Excerpt to read
“Man, I wish I’d gotten out of that trade when price dropped under that support level.” Does this sound familiar? Have you ever let a trade get away from you? Of course you have and so has yours truly. If you’ve ever traded the stock market, there is a 100% chance you’ve mismanaged a trade and paid dearly for it. Looking back over the last 15 years, I know I’ve made some trading decisions that were not only poorly managed but outright stupid!
No one likes to lose. It’s simply human nature. From badminton to baseball, everyone wants to be the winner. The major problem is, “it ain’t gonna happen every time.” And if you’re trading the stock market, chances are the winners are going to be hard fought battles between emotions, machines and a pinch of luck. So what is one to do? Well, as the title of this article suggests, it’s OK to be wrong but it’s not OK to stay wrong. In other words, cut your losses and reevaluate, as I like to say.
Traders have an uncanny ability to convince themselves that a losing trade is just before changing direction and going in their favor. They stay in the trade, scour every article they can find in hopes of finding a piece of good news to reinforce their own beliefs with no regard to what a chart is clearly showing them.

Written instruction 1
Lay out the records as a numbered list with blank lines omitted, beginning with the first line of the records and continuing through the line containing "[418,128,468,160]".

Given information
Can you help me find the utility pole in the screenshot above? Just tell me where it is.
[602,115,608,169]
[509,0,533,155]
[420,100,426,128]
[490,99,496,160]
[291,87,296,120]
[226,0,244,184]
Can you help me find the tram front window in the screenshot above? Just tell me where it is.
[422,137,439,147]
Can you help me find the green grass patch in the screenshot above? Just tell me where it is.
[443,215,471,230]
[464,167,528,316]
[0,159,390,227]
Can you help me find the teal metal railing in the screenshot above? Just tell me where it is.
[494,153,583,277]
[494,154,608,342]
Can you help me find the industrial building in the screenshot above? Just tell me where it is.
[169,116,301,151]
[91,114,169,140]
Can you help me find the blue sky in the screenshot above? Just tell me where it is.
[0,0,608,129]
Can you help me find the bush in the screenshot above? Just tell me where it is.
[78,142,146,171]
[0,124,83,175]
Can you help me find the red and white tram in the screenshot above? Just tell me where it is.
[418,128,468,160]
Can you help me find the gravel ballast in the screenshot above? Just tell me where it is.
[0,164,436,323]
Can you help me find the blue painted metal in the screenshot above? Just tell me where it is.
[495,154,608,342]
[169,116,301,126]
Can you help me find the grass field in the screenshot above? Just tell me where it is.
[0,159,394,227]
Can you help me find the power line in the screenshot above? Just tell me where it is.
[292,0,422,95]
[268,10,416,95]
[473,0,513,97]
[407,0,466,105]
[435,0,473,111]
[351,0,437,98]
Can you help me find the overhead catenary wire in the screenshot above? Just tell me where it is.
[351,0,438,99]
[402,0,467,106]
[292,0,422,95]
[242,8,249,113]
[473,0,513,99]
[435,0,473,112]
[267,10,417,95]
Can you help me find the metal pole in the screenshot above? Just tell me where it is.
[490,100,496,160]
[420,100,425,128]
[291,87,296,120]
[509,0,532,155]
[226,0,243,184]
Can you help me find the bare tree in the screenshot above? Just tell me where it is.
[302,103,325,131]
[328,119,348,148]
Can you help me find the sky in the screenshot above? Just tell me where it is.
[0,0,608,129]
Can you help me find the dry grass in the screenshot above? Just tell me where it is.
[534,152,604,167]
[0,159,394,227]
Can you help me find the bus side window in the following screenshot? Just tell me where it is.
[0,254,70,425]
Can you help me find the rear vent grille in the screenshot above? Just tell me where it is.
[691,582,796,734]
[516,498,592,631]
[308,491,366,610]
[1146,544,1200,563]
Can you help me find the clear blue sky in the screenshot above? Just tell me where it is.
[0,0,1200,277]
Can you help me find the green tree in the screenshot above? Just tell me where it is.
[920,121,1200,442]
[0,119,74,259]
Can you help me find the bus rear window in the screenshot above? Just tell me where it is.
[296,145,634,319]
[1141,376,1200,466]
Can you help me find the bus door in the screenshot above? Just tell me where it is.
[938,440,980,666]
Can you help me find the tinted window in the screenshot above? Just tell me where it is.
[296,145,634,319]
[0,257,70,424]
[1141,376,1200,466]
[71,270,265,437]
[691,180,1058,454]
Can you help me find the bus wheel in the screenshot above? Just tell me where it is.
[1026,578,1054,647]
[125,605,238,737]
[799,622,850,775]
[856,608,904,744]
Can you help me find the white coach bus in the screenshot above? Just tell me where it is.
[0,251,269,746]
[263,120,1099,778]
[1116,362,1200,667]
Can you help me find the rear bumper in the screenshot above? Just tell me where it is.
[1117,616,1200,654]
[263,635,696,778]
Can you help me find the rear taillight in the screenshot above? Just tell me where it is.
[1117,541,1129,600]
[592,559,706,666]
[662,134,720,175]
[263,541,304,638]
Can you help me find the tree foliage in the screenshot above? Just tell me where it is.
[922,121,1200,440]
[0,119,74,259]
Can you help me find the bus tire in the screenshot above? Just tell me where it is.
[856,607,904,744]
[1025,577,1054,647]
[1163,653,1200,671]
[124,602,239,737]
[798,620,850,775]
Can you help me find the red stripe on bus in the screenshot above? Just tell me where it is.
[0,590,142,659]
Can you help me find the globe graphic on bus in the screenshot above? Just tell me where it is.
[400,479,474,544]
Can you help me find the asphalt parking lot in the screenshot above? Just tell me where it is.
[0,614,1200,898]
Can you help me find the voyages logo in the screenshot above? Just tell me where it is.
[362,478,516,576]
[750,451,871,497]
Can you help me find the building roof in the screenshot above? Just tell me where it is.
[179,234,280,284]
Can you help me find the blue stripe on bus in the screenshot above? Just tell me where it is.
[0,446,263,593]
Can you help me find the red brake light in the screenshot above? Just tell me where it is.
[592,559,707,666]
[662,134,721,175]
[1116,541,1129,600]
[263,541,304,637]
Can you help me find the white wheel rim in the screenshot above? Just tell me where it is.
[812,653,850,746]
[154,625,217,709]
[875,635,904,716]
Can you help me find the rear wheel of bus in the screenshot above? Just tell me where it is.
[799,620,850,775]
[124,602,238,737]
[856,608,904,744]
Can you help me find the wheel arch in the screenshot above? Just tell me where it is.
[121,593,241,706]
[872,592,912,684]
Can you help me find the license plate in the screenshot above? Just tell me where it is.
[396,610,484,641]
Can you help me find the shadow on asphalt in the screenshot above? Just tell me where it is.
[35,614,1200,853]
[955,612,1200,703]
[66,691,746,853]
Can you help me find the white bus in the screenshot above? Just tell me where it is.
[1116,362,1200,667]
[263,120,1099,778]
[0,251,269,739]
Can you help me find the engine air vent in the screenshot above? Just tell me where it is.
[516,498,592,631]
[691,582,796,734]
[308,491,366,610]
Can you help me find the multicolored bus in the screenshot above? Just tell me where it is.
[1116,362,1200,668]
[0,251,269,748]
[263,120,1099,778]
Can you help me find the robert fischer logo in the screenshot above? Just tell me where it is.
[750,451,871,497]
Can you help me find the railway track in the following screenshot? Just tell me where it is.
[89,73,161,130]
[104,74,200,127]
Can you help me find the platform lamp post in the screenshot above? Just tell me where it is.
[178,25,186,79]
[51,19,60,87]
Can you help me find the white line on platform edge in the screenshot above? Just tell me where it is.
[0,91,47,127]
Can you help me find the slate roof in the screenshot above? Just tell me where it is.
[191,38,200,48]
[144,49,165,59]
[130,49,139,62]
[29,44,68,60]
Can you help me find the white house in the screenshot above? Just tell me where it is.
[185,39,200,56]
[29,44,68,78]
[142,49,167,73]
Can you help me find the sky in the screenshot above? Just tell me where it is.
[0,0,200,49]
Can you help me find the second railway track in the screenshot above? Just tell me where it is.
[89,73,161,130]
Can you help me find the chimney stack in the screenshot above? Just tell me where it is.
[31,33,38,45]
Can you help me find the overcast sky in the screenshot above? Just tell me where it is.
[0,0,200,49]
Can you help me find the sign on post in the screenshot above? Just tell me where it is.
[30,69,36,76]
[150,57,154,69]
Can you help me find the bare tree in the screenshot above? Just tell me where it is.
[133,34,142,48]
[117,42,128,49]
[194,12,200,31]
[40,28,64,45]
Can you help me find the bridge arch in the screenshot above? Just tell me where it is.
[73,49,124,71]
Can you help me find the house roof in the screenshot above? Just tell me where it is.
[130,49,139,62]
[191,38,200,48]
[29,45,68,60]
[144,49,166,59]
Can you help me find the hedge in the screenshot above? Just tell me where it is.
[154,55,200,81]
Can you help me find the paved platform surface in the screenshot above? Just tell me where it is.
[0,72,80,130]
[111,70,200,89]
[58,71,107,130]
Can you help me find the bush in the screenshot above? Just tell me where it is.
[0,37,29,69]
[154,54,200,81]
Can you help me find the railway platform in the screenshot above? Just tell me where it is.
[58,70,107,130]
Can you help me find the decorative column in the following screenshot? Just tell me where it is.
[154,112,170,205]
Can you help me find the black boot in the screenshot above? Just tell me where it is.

Written instruction 2
Reproduce the entire article about cutting trading losses word for word.

Full answer 1
1. Can you help me find the utility pole in the screenshot above? Just tell me where it is.
2. [602,115,608,169]
3. [509,0,533,155]
4. [420,100,426,128]
5. [490,99,496,160]
6. [291,87,296,120]
7. [226,0,244,184]
8. Can you help me find the tram front window in the screenshot above? Just tell me where it is.
9. [422,137,439,147]
10. Can you help me find the green grass patch in the screenshot above? Just tell me where it is.
11. [443,215,471,230]
12. [464,167,528,316]
13. [0,159,390,227]
14. Can you help me find the teal metal railing in the screenshot above? Just tell me where it is.
15. [494,153,583,277]
16. [494,154,608,342]
17. Can you help me find the industrial building in the screenshot above? Just tell me where it is.
18. [169,116,301,151]
19. [91,114,169,140]
20. Can you help me find the blue sky in the screenshot above? Just tell me where it is.
21. [0,0,608,129]
22. Can you help me find the bush in the screenshot above? Just tell me where it is.
23. [78,142,146,171]
24. [0,124,83,175]
25. Can you help me find the red and white tram in the screenshot above? Just tell me where it is.
26. [418,128,468,160]

Full answer 2
“Man, I wish I’d gotten out of that trade when price dropped under that support level.” Does this sound familiar? Have you ever let a trade get away from you? Of course you have and so has yours truly. If you’ve ever traded the stock market, there is a 100% chance you’ve mismanaged a trade and paid dearly for it. Looking back over the last 15 years, I know I’ve made some trading decisions that were not only poorly managed but outright stupid!
No one likes to lose. It’s simply human nature. From badminton to baseball, everyone wants to be the winner. The major problem is, “it ain’t gonna happen every time.” And if you’re trading the stock market, chances are the winners are going to be hard fought battles between emotions, machines and a pinch of luck. So what is one to do? Well, as the title of this article suggests, it’s OK to be wrong but it’s not OK to stay wrong. In other words, cut your losses and reevaluate, as I like to say.
Traders have an uncanny ability to convince themselves that a losing trade is just before changing direction and going in their favor. They stay in the trade, scour every article they can find in hopes of finding a piece of good news to reinforce their own beliefs with no regard to what a chart is clearly showing them.